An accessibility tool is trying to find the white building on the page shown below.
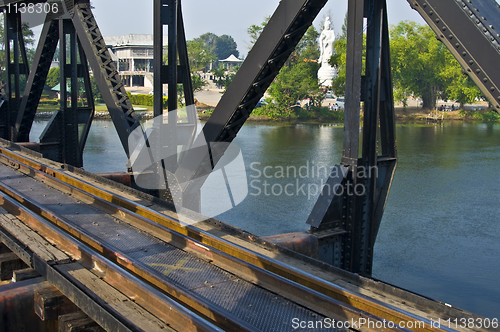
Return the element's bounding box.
[104,35,168,88]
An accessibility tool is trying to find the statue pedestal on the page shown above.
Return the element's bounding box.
[318,64,337,86]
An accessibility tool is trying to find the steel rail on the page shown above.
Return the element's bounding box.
[0,143,480,331]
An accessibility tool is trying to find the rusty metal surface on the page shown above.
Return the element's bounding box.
[0,144,490,331]
[0,162,348,331]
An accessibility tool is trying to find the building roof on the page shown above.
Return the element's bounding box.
[104,34,168,47]
[219,54,243,62]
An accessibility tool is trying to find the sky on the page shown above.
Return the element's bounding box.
[84,0,425,55]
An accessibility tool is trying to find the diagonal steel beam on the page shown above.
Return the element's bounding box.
[175,0,326,208]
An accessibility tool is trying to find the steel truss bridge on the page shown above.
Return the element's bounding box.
[0,0,500,331]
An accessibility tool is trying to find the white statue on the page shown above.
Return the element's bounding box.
[318,17,337,86]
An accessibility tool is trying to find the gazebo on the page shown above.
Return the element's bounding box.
[219,54,243,70]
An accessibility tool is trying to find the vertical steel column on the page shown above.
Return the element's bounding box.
[339,0,365,271]
[307,0,397,276]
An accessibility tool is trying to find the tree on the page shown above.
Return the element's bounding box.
[215,35,240,60]
[248,21,323,117]
[45,67,60,88]
[196,32,219,55]
[0,13,35,78]
[247,16,271,49]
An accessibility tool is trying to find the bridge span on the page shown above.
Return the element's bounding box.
[0,0,500,331]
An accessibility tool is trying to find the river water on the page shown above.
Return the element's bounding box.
[31,121,500,318]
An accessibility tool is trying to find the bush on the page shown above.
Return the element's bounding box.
[127,92,168,108]
[458,109,500,121]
====
What to do:
Please write out again the stretch from the first line above through the line containing "[307,0,397,276]", requests included, shifting every bounding box coordinate in the answers up by 47. Leave the pictures out.

Response:
An accessibility tool is trying to find the white building on the page shown below.
Return the element's bounding box.
[151,82,215,135]
An accessibility tool is trying to find the statue pedestal on the page shown above.
Return the element's bounding box.
[365,111,384,133]
An accessibility tool is trying to find the steel rail on the page shown above.
Return the element's bounding box.
[47,190,527,378]
An accessibility tool is trying to find the rusty metal surface on the page shown above.
Return the element's bounding box.
[47,191,537,378]
[47,209,395,378]
An accessibility tool is trying to find the building roof on the page shown above.
Return the element's bounding box.
[151,81,215,94]
[266,101,290,109]
An accessibility tool is trying to find the sky on the page shown above.
Return the element's bounding box.
[131,47,472,102]
An accessibility tool is trying to find the diagonal steel beam on the page shown above.
Return the element's bounding box.
[222,47,373,255]
An accessibility tool is trying to find the steel truss bridge on the page shown above.
Return the element's bounding box.
[47,47,547,378]
An accessibility tool is trying to find the white statue on the page shown above.
Return the element's bounding box.
[365,64,384,133]
An accessibility tool is trying to find the gazebo on the page shown above.
Return the element's bounding box.
[266,101,290,117]
An accessibility tool is trying to find the vertical steel column on the page shown above.
Return the element's bounding box.
[386,47,412,318]
[354,47,444,323]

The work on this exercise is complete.